__WHAT IS ASKED__
Word for word, restate every line of the listing that follows.

[Position annotation records]
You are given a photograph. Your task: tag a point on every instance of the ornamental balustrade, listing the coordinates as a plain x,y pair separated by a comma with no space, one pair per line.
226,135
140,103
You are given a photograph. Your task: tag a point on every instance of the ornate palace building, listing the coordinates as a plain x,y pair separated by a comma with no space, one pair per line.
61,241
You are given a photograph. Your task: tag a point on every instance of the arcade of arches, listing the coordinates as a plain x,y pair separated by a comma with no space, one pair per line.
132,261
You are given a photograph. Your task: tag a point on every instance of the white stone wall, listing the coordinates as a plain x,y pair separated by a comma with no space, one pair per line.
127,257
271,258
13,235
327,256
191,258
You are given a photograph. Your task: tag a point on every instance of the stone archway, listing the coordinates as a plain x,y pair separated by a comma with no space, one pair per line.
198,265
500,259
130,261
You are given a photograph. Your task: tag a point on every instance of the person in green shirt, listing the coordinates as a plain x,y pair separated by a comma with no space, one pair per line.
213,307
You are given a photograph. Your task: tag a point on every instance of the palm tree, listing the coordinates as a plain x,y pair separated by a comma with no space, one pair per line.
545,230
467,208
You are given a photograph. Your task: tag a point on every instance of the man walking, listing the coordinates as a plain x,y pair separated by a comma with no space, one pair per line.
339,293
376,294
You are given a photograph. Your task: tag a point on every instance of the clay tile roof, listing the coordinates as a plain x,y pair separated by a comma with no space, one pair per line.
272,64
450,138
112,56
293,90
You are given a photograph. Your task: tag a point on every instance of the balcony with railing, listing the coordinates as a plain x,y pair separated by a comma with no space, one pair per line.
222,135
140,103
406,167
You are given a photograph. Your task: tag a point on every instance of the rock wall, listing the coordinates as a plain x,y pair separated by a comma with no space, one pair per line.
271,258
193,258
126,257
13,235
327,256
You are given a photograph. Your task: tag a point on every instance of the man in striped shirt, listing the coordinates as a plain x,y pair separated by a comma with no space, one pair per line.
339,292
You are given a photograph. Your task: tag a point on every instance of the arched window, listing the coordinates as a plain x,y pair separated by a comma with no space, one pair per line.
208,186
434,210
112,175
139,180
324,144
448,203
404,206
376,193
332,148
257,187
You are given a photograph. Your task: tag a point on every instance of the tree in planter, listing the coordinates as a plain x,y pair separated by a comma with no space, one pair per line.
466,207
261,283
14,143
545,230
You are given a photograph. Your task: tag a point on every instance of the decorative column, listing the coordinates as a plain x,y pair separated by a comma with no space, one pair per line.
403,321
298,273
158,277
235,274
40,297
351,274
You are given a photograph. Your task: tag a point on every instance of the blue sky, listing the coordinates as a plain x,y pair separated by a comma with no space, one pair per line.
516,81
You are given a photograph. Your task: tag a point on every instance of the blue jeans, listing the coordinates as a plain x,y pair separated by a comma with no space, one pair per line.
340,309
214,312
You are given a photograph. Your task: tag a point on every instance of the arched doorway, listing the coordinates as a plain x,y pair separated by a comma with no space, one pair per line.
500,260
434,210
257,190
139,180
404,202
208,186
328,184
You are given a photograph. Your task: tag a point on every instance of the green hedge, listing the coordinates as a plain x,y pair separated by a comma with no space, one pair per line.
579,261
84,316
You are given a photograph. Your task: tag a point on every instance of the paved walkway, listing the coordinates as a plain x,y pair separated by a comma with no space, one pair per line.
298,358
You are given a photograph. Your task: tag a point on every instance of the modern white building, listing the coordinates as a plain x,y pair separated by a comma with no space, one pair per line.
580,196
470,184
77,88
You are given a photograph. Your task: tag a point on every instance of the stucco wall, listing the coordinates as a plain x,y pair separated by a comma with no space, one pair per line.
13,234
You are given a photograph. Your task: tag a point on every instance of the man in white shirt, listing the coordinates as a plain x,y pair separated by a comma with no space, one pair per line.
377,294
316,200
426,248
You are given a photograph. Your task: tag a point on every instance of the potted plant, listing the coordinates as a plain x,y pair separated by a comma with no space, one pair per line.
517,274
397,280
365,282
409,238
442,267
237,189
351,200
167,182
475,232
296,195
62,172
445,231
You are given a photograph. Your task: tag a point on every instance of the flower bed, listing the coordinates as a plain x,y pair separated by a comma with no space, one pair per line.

__EXERCISE SOLUTION__
You are given a photograph. Your task: tag a point on every instance of the ornamental balustrade, listing the coordinates as a plain x,y pair separated by a comma with no space, one pair per line.
226,135
140,103
You are given a photograph. Your task: tag a point on every instance of the ornate palace building, listing the coordinates as a plain x,y pair separated by a comma with no space, one pair per line.
61,241
You are given a photograph. Your task: tag a point on every instance of the arcade of arches, listing the coordinates as a plain x,y pair separated by a comma with no space, one pair per line.
132,261
You are given a photograph. Your task: tag a point on every instance of the white stone wall, listing the coordinates as a plain x,y pair separated by a comma with no space, one pair per line.
127,257
271,258
13,235
327,256
191,258
You are given a photograph. Your task: tag a point on every instance of the stone archway, listing the coordinates as a plain x,y pair separated by a comma with no space, one pair per line.
198,265
500,259
130,261
You are given a photograph. Your task: tag a point on every instance of the person in green shirt, listing the coordinates as a plain x,y pair separated by a comma with no space, one pair per line.
213,307
You are given a photograph. Your task: tag a point on every instance of the palm tree, listing the coordinates as a plain x,y pair separated by a comma with no space, one pair per line.
545,230
467,208
You are given a photograph. Your task: tag a point on every instance of the man walking, listing the coordinates as a plain x,y pair separated by a comma with no space, one pair per line.
339,293
376,294
You are given a photograph. Your task: tag a point on every instance of the clay tile roof, listing the coordinates as a plain x,y pair separated by a comma with no space, one pair per line.
272,64
450,138
112,56
293,90
You are given a photograph. Your task: tag a point on every instance of the balcony with railing, listing the coordinates as a plain x,y pair separated by a comma with no space, one pair per line.
222,135
140,103
406,167
You are given a photograph. Your task: tag a point on every instance of the rock wall, listing the coordinates as a plain x,y pair separated by a comma with no space, one pair per line.
271,258
193,258
126,257
13,235
327,256
You are given a photograph. Your task: tag a point on every instance of the man in striped shirt, listing the coordinates as a plain x,y pair separated by a comma with no space, one pair per line.
339,292
You are given a photograph. Your task: tag a point on every instance of the arched window, listing the coordinates as a plain x,y pair separated by a comma with no space, one pair per line.
208,186
434,210
112,175
139,180
324,144
448,203
404,206
376,193
332,148
257,187
You are given a photograph. Your task: tag a point on every instance of the tree in planter, listing the coordinates as a plain x,y pair separated by a comma with no space, one pair per line.
466,207
261,283
14,143
545,230
You are given a photograph. Your task: tag a point on every instance of the decorative column, listing the coordinates as a plain x,y pair separated by a comma with no space, one pair per line.
403,321
298,273
158,277
235,274
40,297
351,274
You are given a photograph. Your task: tag a point on every instance of the blue sky, listing the coordinates as a plain x,y pair separated by a comma with no space, one pair per line.
516,81
You are given a photograph. Your task: tag a point on every instance of the blue jeans, listing the coordinates as a plain x,y pair separated by a comma with no space, one pair per line.
340,309
214,312
You are given a photograph. Your task: tag a point on every instance of the arched doorway, listing the coordinates as a plain x,y pair separated by a comma with no space, one pair per line.
500,260
434,210
257,190
139,180
404,202
208,186
328,184
You are given a photograph. Your task: tag a point on every instance of the green hedge, listing the coordinates as a plain x,y pair separated by a comma with no space, one pair per line.
579,261
84,316
You are given a photograph. Your task: tag a point on every instance of the paved walkway, listing the coordinates as a plain x,y pair separated by a comma with no space, one pair per line.
298,358
You are given a photograph. Your task: tag a point on every instance of the modern white building, listing the coordinates as a plain x,y pair separated by a comma with no space, one pair per line.
580,196
470,184
77,88
You are given a photograph. Your task: tag a point on every instance of the stucco wall, listing the coordinates as a plain x,y pair separated by a comma with no space, one pair per line.
13,234
You are given a photograph. Your task: tag a point on every instance of the man in white shirt, listing the coordinates as a plain x,y pair separated by a comma with no space, one pair per line.
377,294
316,200
426,248
You are given a photograph. Your task: tag a point on every instance of the potted plant, listing the coordinates as a plain x,y pair separated by a comma with no space, one pair per line.
517,274
397,280
365,282
409,238
442,267
237,189
351,200
167,182
475,232
296,195
62,172
445,231
You are given a photograph. Your task: tag a point on every instance of the flower bed, listing the coordinates as a plain x,y pair separated by a comma with no space, one pair per line.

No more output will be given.